— WHAT YOU HAVE TO DO —
Express the lines below as a JSON list of strings, one string per line, leaving out blank lines. Begin at the first line and stop after the line that contains "473,130 -> 656,209".

# Start of DATA LINES

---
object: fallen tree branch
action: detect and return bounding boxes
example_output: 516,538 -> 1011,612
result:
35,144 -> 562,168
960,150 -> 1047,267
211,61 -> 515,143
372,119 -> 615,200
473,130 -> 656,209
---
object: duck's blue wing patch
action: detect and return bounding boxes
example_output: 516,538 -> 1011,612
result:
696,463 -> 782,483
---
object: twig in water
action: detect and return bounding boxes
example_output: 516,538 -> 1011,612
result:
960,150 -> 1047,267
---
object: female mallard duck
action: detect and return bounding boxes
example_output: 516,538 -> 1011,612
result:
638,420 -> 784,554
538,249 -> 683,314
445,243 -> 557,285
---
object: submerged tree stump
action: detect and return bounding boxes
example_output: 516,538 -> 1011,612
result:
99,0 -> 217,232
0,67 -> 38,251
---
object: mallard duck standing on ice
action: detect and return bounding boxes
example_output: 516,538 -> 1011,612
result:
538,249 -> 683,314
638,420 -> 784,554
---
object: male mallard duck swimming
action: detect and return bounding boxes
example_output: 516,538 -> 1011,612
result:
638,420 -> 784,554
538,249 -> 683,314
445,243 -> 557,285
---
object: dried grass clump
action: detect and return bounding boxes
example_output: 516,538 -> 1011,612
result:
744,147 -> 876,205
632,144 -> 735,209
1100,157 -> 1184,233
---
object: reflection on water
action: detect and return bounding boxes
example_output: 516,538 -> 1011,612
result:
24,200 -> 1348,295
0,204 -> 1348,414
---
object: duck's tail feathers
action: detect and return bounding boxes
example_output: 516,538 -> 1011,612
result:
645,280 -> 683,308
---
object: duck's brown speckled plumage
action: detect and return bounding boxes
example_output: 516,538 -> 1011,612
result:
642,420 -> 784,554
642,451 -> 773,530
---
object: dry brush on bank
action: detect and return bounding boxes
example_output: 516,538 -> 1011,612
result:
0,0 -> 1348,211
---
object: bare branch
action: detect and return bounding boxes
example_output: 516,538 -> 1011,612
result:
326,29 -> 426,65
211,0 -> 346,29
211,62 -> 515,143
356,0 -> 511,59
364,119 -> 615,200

# End of DATA LINES

— WRITTEN RESPONSE —
[
  "---",
  "object: fallen tree branch",
  "action: detect and return bounding boxes",
  "example_output: 516,538 -> 1011,612",
  "result:",
  "35,144 -> 562,168",
  "960,150 -> 1047,267",
  "211,61 -> 515,143",
  "372,119 -> 615,200",
  "473,130 -> 656,209"
]